** start **

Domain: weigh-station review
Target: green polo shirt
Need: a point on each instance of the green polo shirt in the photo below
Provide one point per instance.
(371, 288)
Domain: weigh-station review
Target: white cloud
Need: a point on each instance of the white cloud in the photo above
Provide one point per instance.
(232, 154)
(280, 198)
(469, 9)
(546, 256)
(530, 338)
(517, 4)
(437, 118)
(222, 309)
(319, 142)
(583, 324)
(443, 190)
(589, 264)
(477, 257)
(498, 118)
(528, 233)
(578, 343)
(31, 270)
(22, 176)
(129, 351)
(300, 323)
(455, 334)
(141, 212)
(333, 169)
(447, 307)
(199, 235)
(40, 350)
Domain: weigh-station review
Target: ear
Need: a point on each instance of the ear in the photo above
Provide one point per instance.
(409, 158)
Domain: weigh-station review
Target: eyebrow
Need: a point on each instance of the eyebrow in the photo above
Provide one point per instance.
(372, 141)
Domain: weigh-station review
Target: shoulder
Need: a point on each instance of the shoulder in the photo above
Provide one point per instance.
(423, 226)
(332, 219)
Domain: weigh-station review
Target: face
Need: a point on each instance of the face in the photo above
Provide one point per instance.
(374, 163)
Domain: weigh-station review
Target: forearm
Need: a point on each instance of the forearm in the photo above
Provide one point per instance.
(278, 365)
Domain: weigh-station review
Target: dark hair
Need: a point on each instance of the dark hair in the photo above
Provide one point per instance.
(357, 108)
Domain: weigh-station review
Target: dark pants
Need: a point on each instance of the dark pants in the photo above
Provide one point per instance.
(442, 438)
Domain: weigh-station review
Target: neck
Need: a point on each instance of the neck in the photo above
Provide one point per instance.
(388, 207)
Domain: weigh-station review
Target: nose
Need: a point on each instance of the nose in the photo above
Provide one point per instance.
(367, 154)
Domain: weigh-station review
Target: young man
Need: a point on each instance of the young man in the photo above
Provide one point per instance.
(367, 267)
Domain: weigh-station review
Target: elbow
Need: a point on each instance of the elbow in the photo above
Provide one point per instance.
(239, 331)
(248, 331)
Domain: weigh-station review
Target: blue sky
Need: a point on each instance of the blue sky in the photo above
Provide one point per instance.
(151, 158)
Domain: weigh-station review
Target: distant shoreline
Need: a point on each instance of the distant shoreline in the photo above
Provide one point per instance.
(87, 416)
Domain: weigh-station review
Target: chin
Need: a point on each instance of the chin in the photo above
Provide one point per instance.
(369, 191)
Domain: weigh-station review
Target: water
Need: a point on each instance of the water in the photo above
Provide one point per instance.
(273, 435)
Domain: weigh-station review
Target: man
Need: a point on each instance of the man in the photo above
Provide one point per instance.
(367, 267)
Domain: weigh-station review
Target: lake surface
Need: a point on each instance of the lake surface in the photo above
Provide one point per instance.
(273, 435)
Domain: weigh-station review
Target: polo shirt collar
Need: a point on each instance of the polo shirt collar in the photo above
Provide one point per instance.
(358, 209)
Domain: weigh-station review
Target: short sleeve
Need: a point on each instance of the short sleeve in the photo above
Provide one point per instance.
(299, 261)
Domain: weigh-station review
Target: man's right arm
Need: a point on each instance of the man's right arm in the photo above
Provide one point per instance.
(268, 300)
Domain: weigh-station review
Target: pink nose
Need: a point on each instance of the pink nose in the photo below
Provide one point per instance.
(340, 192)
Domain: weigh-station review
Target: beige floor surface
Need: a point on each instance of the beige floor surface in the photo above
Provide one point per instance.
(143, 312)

** end **

(Description of the task): Copy out each record exactly as given, omitting none.

(Solution for this exercise):
Domain: weigh-station review
Target: green polo shirt
Need: a point on each instance of the green polo shirt in the photo below
Provide one point per instance.
(371, 288)
Domain: weigh-station review
Target: white cloud
Need: a point on each instance of the white cloud in the photo above
Provide one point per instance.
(232, 154)
(280, 198)
(469, 9)
(546, 256)
(530, 338)
(517, 4)
(437, 118)
(222, 309)
(319, 142)
(583, 324)
(443, 190)
(589, 264)
(477, 257)
(498, 118)
(528, 233)
(578, 343)
(31, 270)
(22, 176)
(129, 351)
(300, 323)
(455, 334)
(141, 212)
(333, 169)
(447, 307)
(199, 235)
(40, 350)
Domain: weigh-station review
Target: ear
Need: a point on each instance of the ear in the photo above
Provide one point per instance.
(409, 158)
Domain: weigh-station review
Target: eyebrow
Need: a point on each instance of the eyebrow in the photo above
Provide one point per instance.
(372, 141)
Domain: weigh-station review
Target: shoulder
Need: a point on each instance of the shoulder in the photo above
Provide one point per instance.
(423, 226)
(332, 219)
Domain: weigh-station review
Target: face
Need: a point on each instance of the face in the photo above
Provide one point per instance.
(374, 163)
Domain: weigh-station review
Target: forearm
Need: a point on each instance of the forearm in the photo above
Provide one point per instance.
(278, 365)
Domain: weigh-station review
Target: dark hair
Need: a point on each instance of the dark hair in the photo above
Provide one point per instance.
(357, 108)
Domain: weigh-station review
Target: dark pants
Need: a point on each instance of the dark pants in the photo above
Provide one point per instance.
(442, 438)
Domain: weigh-station review
Target: neck
Need: a point on each instance of the neck in the photo above
Provide one point per instance.
(388, 207)
Domain: weigh-station review
Target: nose
Need: a point on each instance of the nose in the photo above
Provide one point per instance.
(367, 154)
Domain: weigh-station review
Target: young man
Need: a point on each instance of the young man in the photo above
Provide one point per instance.
(367, 267)
Domain: weigh-station review
Target: elbow
Need: a point on each instance of the elbow in the photo above
Provide one point per instance.
(239, 331)
(248, 331)
Domain: weigh-station review
Target: blue sky
Need: a point on each instance of the blue sky in the photo above
Provide one point per instance.
(151, 158)
Domain: weigh-station review
Target: distant shoreline
Need: a point on each instance of the distant shoreline in the photo above
Provide one point per instance.
(87, 416)
Domain: weigh-station review
Target: chin
Need: a point on each instance of the chin in the photo above
Provide one point per instance.
(369, 191)
Domain: weigh-station review
Target: water
Need: a point on each instance of the water in the photo above
Provide one point per instance.
(273, 435)
Domain: weigh-station review
Target: man
Need: a point on each instance of the man in the photo above
Provide one point per instance.
(367, 267)
Domain: weigh-station review
Target: lake surface
Need: a point on each instance of the lake surface in the photo above
Provide one point per instance.
(273, 435)
Domain: weigh-station review
Target: polo shirt collar
Need: a point on each instance of the polo shirt collar in the photo above
Provide one point per instance.
(358, 209)
Domain: weigh-station review
Target: short sleeve
Need: a point on each instance of the short sleeve in the photo above
Provide one point per instance.
(299, 261)
Domain: weigh-station review
Target: man's right arm
Need: a point on each instance of the man's right arm in the photo above
Provide one point per instance.
(268, 300)
Domain: weigh-station review
Target: pink nose
Need: a point on each instance of the pink nose in the photo below
Provide one point per instance.
(340, 192)
Domain: weigh-station review
Target: beige floor surface
Need: a point on each instance of the beige floor surface in the photo above
Provide one point per instance.
(143, 312)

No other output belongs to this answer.